Document section
= = =
# Southwest Fattie and my first fattie ever.



## fatterson (Jan 1, 2012)

I did a southwest fattie with rice, black, beans and corn and pepperjack cheese stuffing with a ground pork/southwest chicken sausage wrap. I was having temp problems with my smoker all day but this thing was great. It taste a lot better than it looked.
































I fought with keeping the temp up all day (I may need a new setup). I learned a lot doing this the first time. The flavors from the spices, along with the sausage and rice filling was was spectacular. I can't wait to make another one. The guys and I are planning a smokin fatties party for the BCS Championship game on Jan 9. We are going to make 5 or 6 different combos.


----------



## pops6927 (Jan 2, 2012)

Wow, looks delicious!  Great plan too... practice makes perfect....ly great eating!
= = =
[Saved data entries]

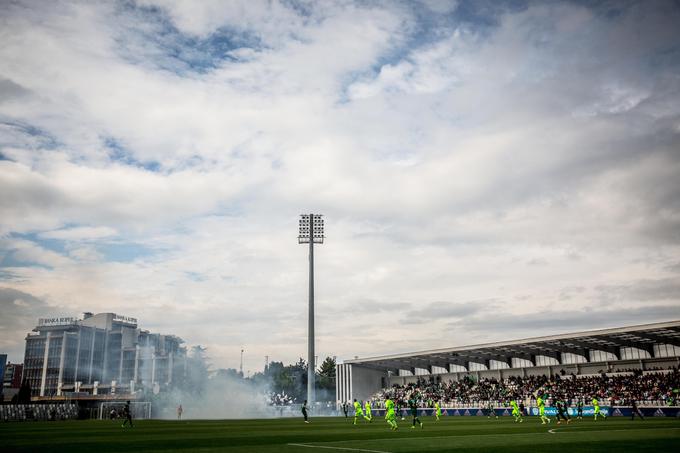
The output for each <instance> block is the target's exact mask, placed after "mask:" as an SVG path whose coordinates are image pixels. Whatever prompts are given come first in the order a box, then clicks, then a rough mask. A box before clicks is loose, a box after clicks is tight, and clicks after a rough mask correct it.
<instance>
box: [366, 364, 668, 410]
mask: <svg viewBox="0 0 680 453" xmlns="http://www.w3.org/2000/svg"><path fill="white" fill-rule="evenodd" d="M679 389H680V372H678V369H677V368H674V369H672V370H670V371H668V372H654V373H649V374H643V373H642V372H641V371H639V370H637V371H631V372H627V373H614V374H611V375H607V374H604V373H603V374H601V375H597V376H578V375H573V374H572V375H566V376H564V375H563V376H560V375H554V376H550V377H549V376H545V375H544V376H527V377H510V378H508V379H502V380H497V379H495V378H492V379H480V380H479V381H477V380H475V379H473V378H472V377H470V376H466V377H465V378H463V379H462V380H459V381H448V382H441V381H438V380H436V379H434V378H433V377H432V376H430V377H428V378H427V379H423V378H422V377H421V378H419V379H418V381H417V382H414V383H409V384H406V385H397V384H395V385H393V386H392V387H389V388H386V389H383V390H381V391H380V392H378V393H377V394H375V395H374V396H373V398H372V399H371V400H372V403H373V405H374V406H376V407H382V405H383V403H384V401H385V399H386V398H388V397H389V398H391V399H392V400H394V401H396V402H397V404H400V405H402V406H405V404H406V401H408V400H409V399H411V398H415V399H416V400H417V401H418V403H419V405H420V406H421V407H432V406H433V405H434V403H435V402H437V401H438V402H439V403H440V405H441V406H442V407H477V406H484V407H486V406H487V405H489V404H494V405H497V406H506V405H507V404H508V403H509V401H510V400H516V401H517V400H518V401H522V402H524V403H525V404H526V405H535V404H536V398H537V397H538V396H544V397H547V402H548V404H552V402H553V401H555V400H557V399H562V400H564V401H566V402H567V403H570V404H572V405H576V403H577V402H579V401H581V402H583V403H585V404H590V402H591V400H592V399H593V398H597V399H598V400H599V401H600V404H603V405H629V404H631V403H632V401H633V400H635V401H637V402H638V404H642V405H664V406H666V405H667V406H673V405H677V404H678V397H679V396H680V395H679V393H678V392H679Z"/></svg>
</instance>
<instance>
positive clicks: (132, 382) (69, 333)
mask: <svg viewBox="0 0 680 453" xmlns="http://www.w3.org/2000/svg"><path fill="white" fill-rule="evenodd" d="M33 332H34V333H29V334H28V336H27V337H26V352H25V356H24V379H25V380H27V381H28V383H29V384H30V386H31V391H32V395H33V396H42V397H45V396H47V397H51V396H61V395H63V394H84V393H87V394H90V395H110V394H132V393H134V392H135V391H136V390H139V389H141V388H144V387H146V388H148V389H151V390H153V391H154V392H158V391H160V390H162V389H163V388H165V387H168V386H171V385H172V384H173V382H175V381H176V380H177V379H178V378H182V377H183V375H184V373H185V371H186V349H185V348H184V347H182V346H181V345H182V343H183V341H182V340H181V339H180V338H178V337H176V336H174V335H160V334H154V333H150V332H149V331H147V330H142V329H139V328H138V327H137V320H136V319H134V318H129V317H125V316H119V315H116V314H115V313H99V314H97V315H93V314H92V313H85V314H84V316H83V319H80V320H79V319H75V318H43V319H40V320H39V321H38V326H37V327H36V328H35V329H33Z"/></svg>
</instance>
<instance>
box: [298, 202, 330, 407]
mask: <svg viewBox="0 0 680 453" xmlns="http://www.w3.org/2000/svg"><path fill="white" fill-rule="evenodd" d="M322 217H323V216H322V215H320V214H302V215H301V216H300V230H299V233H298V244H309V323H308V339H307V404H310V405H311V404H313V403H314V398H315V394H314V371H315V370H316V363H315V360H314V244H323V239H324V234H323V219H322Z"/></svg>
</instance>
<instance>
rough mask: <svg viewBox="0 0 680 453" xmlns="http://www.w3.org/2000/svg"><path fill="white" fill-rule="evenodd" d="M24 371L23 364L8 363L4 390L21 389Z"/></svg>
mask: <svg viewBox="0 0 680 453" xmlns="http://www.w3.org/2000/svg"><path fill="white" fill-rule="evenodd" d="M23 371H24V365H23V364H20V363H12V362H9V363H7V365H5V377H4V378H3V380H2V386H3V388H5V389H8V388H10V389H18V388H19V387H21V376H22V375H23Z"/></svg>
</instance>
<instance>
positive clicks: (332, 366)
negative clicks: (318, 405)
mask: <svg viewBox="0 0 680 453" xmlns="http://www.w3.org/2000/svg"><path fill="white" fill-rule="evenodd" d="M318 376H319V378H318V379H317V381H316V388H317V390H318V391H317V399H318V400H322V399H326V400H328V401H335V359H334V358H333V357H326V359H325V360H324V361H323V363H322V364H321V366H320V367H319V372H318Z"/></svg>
= = =
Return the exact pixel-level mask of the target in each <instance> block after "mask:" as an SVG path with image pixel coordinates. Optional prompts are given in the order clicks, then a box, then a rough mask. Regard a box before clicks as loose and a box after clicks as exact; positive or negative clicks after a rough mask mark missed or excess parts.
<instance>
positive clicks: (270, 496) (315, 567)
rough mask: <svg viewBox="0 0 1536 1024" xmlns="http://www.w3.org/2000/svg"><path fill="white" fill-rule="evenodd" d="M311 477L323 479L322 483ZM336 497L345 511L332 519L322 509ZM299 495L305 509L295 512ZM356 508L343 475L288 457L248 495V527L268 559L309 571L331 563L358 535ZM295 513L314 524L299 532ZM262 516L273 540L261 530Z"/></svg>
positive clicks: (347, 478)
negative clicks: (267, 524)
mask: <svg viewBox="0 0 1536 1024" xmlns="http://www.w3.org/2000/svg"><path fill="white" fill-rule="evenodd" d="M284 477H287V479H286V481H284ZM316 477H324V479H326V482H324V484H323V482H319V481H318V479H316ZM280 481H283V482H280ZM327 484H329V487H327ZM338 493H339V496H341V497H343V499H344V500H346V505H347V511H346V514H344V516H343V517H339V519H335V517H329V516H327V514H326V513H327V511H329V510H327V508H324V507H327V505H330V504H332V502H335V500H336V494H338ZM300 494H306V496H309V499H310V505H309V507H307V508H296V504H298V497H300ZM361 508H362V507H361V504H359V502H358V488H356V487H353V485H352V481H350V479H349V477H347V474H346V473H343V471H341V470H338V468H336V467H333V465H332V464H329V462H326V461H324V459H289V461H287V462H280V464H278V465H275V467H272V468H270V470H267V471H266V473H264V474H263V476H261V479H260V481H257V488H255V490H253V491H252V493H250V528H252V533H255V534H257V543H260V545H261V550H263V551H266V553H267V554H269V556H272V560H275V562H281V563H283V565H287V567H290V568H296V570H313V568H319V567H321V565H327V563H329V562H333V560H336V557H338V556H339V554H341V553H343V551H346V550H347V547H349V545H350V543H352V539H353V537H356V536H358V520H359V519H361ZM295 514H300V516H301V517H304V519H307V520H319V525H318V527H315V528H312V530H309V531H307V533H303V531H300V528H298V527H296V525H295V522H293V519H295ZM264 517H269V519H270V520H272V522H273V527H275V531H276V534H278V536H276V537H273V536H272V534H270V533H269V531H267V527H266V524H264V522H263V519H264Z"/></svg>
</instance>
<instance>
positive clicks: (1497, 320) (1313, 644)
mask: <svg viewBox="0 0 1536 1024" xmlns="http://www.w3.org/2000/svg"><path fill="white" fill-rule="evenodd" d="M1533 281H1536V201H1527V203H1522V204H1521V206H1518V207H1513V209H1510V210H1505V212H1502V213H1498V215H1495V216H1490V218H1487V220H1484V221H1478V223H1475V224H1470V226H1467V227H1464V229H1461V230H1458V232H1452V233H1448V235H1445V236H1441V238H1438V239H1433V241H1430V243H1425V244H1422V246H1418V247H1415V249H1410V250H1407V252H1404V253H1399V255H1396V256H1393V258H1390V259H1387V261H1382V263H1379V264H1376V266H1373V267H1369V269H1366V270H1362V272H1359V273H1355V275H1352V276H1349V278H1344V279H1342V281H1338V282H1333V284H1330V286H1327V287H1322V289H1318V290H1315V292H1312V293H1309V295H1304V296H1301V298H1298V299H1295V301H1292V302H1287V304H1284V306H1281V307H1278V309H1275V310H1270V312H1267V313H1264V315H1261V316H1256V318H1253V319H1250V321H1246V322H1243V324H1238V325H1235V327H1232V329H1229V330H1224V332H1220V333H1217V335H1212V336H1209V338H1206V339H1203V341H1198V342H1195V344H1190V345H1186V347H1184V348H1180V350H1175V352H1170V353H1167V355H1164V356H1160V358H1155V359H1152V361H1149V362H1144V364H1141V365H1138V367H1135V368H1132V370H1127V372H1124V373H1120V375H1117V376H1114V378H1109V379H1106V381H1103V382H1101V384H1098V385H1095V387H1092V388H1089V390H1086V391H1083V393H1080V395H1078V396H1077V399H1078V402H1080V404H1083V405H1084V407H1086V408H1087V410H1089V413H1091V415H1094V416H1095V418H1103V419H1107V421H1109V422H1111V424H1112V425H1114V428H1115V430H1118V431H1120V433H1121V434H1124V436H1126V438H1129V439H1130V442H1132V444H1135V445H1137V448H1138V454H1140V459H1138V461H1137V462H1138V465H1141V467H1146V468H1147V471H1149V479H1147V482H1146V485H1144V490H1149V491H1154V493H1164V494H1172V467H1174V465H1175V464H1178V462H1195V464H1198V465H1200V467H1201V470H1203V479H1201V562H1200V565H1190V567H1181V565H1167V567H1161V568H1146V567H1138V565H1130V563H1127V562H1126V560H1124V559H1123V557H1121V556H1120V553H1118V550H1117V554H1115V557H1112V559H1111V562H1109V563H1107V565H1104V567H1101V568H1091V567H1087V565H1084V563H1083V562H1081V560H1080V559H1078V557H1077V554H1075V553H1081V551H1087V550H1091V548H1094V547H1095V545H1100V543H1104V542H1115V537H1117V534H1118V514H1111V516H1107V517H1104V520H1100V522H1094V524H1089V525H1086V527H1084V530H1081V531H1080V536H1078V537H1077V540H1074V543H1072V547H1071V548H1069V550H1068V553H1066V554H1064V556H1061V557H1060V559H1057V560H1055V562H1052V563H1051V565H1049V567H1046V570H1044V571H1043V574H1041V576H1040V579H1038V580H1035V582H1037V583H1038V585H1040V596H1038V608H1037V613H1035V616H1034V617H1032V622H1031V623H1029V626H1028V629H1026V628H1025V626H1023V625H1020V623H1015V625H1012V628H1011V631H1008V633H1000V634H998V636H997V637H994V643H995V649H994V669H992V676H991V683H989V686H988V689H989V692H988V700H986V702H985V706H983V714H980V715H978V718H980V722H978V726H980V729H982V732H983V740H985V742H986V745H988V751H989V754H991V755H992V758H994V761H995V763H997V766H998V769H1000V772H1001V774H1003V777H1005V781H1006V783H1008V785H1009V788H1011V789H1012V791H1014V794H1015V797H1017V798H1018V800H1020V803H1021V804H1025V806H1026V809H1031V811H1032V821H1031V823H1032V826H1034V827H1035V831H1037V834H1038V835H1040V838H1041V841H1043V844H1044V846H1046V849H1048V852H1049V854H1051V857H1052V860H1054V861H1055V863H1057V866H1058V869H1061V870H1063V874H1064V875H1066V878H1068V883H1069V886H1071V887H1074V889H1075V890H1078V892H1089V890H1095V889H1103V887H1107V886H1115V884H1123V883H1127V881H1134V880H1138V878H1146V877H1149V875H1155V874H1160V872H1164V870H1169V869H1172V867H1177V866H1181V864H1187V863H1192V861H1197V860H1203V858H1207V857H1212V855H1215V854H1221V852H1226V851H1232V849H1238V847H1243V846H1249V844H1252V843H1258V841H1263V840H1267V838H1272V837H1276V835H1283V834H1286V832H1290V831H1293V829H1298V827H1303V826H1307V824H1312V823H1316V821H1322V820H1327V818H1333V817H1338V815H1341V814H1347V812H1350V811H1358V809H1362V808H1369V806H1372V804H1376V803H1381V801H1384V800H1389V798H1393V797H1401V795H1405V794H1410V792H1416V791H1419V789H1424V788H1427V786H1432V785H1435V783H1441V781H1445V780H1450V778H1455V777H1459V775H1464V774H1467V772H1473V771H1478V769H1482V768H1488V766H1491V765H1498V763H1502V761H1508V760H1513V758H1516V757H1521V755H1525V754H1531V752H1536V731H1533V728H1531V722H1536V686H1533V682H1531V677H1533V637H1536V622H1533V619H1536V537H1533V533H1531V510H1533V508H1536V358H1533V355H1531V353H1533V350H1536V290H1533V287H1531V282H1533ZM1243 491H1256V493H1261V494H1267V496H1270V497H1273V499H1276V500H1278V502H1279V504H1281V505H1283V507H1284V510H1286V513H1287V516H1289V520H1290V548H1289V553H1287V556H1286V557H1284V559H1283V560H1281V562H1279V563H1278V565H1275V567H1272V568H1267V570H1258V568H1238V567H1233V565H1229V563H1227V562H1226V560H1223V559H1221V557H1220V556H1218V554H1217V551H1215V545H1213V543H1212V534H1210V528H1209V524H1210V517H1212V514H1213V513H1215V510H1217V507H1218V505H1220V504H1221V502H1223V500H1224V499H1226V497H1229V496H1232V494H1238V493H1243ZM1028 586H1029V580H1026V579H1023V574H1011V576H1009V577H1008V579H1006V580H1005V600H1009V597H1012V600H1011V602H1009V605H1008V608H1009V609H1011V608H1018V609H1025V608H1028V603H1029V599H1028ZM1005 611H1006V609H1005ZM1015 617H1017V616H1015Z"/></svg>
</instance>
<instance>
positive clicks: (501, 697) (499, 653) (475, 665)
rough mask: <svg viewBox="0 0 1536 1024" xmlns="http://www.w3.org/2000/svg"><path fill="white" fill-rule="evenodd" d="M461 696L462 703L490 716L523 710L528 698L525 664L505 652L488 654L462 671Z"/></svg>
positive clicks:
= = =
Required actions
a) Recast the paragraph of the southwest fattie thread that begins "I fought with keeping the temp up all day" as a short bulleted list that keeps its main facts.
b) Give every date that appears in the southwest fattie thread.
c) Proceed with the southwest fattie thread, picking up after its final post.

Answers for this exercise
a)
- Keeping the smoker temperature up was a struggle all day, and a new setup may be needed.
- Making the fattie for the first time taught a lot.
- The spices, sausage and rice filling gave spectacular flavor.
- Another one is eagerly awaited.
- A smokin fatties party is planned with the guys for the BCS Championship game on Jan 9.
- They plan to make 5 or 6 different combos.

b)
- Jan 1, 2012
- Jan 2, 2012
- Jan 9

c)
----------



## rdknb (Jan 2, 2012)

That looks good to me.  Yes as Pops said practice make perfect.


----------



## scarbelly (Jan 2, 2012)

Looks like you got a great flavor profile for sure, congrats on the first one


----------



## alblancher (Jan 2, 2012)

Thanks for the Qview,  looks delicious


----------



## so ms smoker (Jan 2, 2012)

Great looking fattie! You can do almost anything with a fattie.

Mike


----------



## nukeproof (Jan 14, 2012)

lookin' good!


----------



## SmokinAl (Jan 15, 2012)

I don't know how I missed this, your fattie looks delicious!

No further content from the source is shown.